### EXCERPT TO READ
■ ■ ■ ■ ■ ■ ■
At the meeting we had with Walt on checkerboarding he says that once he does this he just walks away and leaves it alone for the season except for putting more supers on occasionally.


----------



## Michael Bush (Aug 2, 2002)

The timing for checkerboarding (above a full box of honey above the brood nest) would be 12 weeks before new wax (main flow). Here in Southeast Nebraska the main flow is mid June. So that would be about the first day of Spring or the third week of March. In town that would be two weeks earlier. Ask around to find out when that would be where you are.

So the hive when you are done looks like this with each line representing a box:

Frames of foundation or empty drawn comb
Checkerboarded
Checkerboarded
Honey
Brood
Pollen


----------



## trapperbob (May 27, 2007)

Hey Michael where Walt lives they seem to use one brood box with pollen at the bottom and honey at top then checkerboarding from there. But we have to use two deeps or the equivalent of two deeps to winter them here do you think you can run pollen on the bottom then two deeps then honey then checkerboard or do you think that checkering after the second deep would work better and skip the honey above the deeps.
■ ■ ■ ■ ■ ■ ■
### SUPPLIED ENTRIES
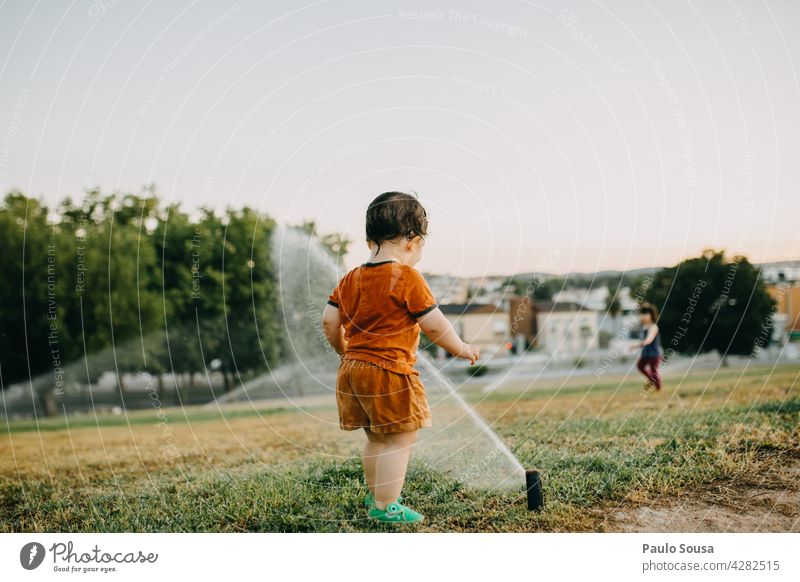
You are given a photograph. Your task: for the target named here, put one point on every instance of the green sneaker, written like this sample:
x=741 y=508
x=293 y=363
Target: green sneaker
x=369 y=500
x=396 y=513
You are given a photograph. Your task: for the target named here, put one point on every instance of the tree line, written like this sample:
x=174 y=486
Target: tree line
x=129 y=284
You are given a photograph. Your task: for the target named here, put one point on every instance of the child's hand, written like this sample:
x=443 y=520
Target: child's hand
x=469 y=352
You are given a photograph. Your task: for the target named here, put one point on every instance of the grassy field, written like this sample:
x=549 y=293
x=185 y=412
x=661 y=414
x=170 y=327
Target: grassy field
x=726 y=440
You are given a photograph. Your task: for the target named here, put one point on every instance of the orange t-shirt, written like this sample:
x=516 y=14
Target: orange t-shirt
x=379 y=304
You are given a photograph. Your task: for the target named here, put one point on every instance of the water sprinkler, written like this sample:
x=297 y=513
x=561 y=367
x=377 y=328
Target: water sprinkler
x=533 y=487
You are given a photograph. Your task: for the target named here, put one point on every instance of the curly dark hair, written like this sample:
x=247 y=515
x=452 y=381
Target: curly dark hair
x=394 y=214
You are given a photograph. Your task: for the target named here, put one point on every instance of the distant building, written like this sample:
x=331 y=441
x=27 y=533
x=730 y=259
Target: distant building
x=448 y=289
x=787 y=311
x=484 y=325
x=565 y=329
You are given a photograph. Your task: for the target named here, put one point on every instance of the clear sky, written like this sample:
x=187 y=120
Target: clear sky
x=553 y=136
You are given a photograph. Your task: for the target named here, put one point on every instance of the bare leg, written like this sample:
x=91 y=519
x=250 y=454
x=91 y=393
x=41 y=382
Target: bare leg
x=390 y=469
x=372 y=449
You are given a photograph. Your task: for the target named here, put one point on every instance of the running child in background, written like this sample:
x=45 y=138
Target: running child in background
x=373 y=320
x=651 y=353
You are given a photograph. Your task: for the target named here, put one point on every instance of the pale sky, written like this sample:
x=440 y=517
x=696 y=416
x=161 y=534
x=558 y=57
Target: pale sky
x=541 y=136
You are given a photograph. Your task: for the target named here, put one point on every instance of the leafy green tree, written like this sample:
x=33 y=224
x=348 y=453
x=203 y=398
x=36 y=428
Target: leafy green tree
x=711 y=303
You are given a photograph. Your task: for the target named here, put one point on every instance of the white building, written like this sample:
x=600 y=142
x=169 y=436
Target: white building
x=565 y=330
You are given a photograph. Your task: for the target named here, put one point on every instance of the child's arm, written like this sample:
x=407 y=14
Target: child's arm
x=440 y=331
x=332 y=326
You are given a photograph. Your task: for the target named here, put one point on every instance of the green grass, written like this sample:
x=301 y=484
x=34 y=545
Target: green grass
x=599 y=450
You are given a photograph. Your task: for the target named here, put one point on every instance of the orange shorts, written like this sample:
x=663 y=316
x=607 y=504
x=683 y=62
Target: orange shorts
x=383 y=401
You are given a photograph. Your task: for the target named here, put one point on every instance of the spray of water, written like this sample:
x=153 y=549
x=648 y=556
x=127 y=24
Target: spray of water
x=460 y=444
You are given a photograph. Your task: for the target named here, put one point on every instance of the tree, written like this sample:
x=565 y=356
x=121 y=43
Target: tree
x=710 y=303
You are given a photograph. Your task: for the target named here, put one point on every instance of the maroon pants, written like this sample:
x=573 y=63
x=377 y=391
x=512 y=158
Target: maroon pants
x=649 y=367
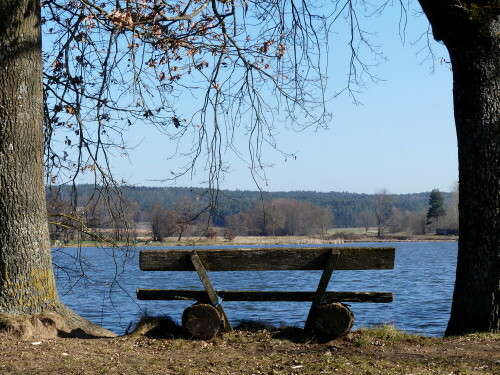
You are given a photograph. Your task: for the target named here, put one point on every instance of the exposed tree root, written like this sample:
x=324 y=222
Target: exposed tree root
x=62 y=322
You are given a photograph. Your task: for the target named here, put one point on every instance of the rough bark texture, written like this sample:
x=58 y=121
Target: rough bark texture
x=471 y=33
x=202 y=321
x=27 y=284
x=333 y=320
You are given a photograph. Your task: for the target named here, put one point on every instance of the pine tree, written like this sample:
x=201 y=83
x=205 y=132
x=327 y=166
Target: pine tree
x=436 y=206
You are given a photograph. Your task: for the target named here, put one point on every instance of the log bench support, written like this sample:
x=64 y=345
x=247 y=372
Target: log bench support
x=325 y=259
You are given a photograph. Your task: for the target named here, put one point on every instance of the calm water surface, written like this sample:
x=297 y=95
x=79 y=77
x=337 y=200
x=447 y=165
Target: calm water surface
x=100 y=285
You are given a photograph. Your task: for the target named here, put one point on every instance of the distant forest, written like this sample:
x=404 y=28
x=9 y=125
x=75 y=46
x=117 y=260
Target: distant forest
x=345 y=207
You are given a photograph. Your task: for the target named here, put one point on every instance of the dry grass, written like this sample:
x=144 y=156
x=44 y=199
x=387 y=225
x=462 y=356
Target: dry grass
x=382 y=350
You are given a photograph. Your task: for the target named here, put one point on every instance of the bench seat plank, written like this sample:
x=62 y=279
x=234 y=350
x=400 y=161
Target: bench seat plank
x=250 y=295
x=269 y=259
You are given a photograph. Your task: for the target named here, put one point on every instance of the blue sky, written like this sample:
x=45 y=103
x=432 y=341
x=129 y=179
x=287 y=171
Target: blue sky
x=402 y=136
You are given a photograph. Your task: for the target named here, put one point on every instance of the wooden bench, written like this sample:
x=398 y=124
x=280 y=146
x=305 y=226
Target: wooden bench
x=326 y=259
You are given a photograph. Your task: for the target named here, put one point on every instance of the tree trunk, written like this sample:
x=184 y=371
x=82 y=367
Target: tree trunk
x=202 y=321
x=27 y=284
x=472 y=36
x=476 y=74
x=333 y=320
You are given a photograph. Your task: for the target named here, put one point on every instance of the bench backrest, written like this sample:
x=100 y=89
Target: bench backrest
x=269 y=259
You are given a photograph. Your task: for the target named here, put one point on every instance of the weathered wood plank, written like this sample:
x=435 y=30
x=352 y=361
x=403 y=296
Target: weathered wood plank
x=320 y=291
x=262 y=296
x=350 y=258
x=209 y=289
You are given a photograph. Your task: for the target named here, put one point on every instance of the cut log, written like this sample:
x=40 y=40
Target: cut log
x=333 y=320
x=202 y=321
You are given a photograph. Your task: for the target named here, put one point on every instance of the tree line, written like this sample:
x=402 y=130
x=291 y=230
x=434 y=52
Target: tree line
x=183 y=211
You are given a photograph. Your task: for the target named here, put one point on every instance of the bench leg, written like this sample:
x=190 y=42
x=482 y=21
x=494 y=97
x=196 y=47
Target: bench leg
x=212 y=295
x=320 y=291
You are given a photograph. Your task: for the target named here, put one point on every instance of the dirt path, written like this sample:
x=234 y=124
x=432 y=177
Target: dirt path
x=262 y=352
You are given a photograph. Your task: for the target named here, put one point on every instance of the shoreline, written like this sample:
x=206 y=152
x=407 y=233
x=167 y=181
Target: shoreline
x=261 y=240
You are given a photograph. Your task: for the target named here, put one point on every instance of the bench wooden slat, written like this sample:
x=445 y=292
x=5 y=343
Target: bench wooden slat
x=247 y=295
x=350 y=258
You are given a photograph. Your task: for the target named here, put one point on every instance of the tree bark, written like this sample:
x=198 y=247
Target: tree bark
x=333 y=320
x=472 y=36
x=202 y=321
x=27 y=283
■ ■ ■ ■ ■ ■ ■
Please copy the part of the checkerboarding text from "At the meeting" to "supers on occasionally." word for word. The material has no connection to the checkerboarding text.

### FINISHED TASK
At the meeting we had with Walt on checkerboarding he says that once he does this he just walks away and leaves it alone for the season except for putting more supers on occasionally.